__Text provided__
========

--(4) These
are the opening words in Charles Dickens's 1854 novel, HARD TIMES.
See
Oxford University
Press World's Classics 1989 Pocket Book edition by Paul Schlicke, p. 1.
Dr Turner also floats hypotheses
and speculations not obviously (to a non-academic reader)
connected to Tractarian
facts. Granted, all his speculations seem designed to offer
alternatives to the supernatural.
Granted, he anchors his musings in cited authorities and
research. Granted, he invites
readers to do further reading or research into areas only
sketchily linked to Newman's
age by Turner. Might, nonetheless, the speculative one tenth of
Turner's NEWMAN be
either unconscious popularizing or, more charitably and plausibly, be
instead a crafty bait for
his intended secular readers at major research universities?
On the one hand, younger
peers are explicitly invited to rise above at least the grossest,
most tunnel-visioned of
the M'Choakumchildisms which they were taught in graduate school and now
for the first time and as a good secular career choice to take 19th Century
English
religion seriously. On the
other hand, Dr Turner's flights of speculation (sometimes tucked
away in associated end-notes)
may carry a subliminal message to secular academicians.
That is, the fact that dead
white Englishmen were personally sincere about their religion need
not compel living, positivist,
tenure track academicians today personally to believe that the
eminent Victorians were
right in holding their non-provable superstitions.
Again, Turner's peers may
well, in deference to their accepted secular norms and methods,
try to understand whatever
they are writing about as if there is and can be no discoverable
divine intervention in human
affairs. People who see John Henry Newman as a trusted guide
to holiness may, however,
be grateful to Turner if he persuades more such secular scholars
to study Newman, for whatever
his or their reasons. For Newman has lain in meaner
Procrustean beds.

========

__Information given__
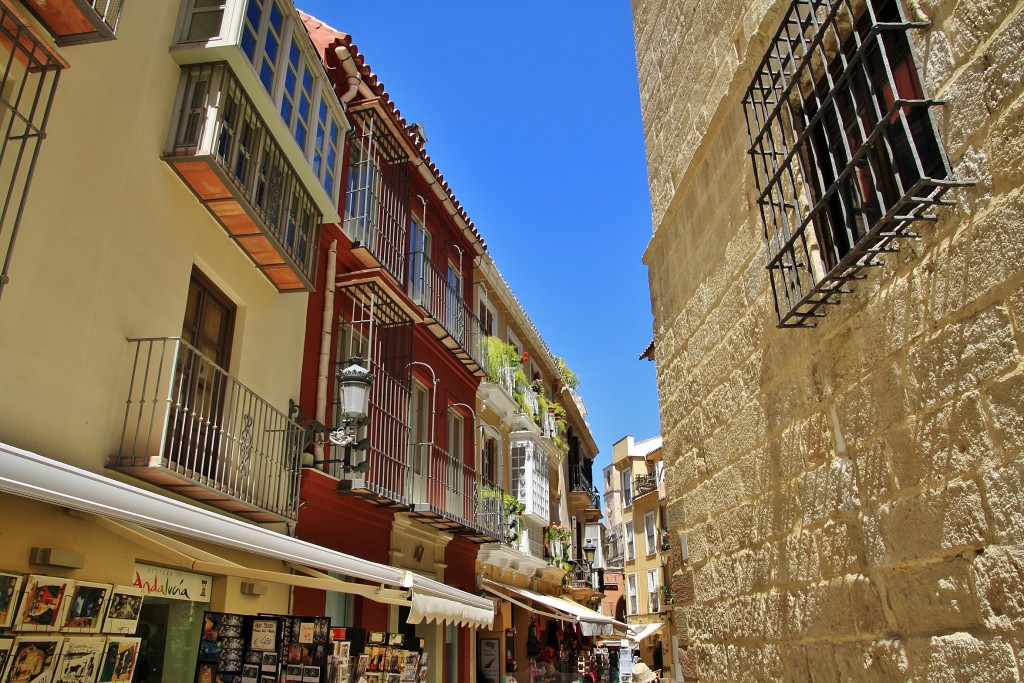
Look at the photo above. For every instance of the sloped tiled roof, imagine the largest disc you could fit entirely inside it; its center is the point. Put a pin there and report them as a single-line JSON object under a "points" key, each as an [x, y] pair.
{"points": [[326, 39]]}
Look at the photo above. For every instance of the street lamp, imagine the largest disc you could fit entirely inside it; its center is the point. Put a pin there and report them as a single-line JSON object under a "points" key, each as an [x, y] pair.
{"points": [[353, 386], [353, 393]]}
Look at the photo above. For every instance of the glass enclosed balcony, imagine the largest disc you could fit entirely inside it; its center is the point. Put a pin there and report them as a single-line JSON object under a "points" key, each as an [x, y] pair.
{"points": [[453, 498], [74, 22], [450, 316]]}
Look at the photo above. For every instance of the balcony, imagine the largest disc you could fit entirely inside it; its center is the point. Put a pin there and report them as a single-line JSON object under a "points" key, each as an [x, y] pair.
{"points": [[583, 496], [373, 315], [643, 484], [450, 316], [224, 152], [529, 476], [451, 498], [193, 428], [499, 389], [75, 22]]}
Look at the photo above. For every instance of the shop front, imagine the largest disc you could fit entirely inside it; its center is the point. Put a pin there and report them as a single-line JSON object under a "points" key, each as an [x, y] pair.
{"points": [[102, 581], [557, 638]]}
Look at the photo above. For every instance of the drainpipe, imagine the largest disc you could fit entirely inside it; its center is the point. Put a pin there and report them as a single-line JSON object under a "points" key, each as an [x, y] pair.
{"points": [[352, 74], [476, 455], [325, 359]]}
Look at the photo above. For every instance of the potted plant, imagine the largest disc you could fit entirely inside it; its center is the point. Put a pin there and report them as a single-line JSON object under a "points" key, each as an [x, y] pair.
{"points": [[569, 378]]}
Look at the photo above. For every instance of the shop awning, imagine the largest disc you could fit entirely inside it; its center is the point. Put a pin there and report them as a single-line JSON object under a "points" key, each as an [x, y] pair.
{"points": [[592, 623], [640, 631], [31, 475]]}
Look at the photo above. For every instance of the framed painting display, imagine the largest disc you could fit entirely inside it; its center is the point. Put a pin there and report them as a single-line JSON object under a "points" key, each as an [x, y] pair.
{"points": [[5, 645], [32, 658], [124, 609], [120, 656], [43, 603], [86, 604], [10, 591], [80, 659]]}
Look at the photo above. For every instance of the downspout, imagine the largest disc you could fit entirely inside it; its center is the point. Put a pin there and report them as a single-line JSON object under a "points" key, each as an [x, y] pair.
{"points": [[325, 359], [352, 74]]}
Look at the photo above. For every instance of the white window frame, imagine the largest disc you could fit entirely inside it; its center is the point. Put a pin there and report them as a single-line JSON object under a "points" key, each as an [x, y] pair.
{"points": [[324, 158], [653, 588], [190, 11], [421, 241], [650, 532], [419, 421]]}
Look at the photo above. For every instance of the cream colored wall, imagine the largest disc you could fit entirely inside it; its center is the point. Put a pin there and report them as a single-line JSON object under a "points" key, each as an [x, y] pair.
{"points": [[105, 250], [852, 493]]}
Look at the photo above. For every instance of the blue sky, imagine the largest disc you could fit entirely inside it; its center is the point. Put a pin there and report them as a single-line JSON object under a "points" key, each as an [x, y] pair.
{"points": [[531, 113]]}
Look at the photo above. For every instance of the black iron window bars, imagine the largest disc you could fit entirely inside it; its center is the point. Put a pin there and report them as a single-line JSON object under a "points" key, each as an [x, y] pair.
{"points": [[845, 151]]}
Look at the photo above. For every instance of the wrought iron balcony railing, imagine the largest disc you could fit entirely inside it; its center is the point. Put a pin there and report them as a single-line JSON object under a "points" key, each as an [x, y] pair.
{"points": [[549, 424], [448, 495], [501, 373], [224, 152], [583, 574], [643, 484], [440, 295], [492, 516], [193, 427]]}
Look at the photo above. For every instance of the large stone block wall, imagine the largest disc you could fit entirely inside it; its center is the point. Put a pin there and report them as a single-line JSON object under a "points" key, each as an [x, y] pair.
{"points": [[853, 495]]}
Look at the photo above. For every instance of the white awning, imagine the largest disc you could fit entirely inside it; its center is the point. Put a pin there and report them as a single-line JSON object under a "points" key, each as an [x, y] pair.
{"points": [[592, 623], [640, 631], [432, 608], [31, 475]]}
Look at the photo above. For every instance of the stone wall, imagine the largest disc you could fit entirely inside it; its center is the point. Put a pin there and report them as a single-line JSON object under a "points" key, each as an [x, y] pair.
{"points": [[853, 495]]}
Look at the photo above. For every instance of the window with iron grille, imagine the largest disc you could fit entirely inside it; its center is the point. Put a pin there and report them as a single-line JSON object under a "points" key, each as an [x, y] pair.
{"points": [[845, 150], [528, 478], [632, 598]]}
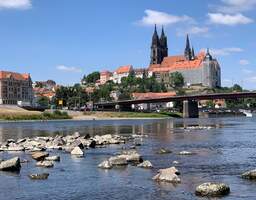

========

__Work to do__
**a.** Echo the review of Turner's Newman, starting with "--(4) These" and going on through "to the supernatural.".
**b.** In the review of Turner's Newman, which novel is named as the source of the opening words, and in what year was it published?
**c.** According to the review of Turner's Newman, why might people who see John Henry Newman as a trusted guide to holiness be grateful to Turner?
The items aren't needed for the work on this page.

__Task-by-task outputs__
**a.**
--(4) These
are the opening words in Charles Dickens's 1854 novel, HARD TIMES.
See
Oxford University
Press World's Classics 1989 Pocket Book edition by Paul Schlicke, p. 1.
Dr Turner also floats hypotheses
and speculations not obviously (to a non-academic reader)
connected to Tractarian
facts. Granted, all his speculations seem designed to offer
alternatives to the supernatural.

**b.** Charles Dickens's novel Hard Times, published in 1854.

**c.** They may be grateful if Turner persuades more secular scholars to study Newman, whatever their reasons. Newman has lain in meaner Procrustean beds.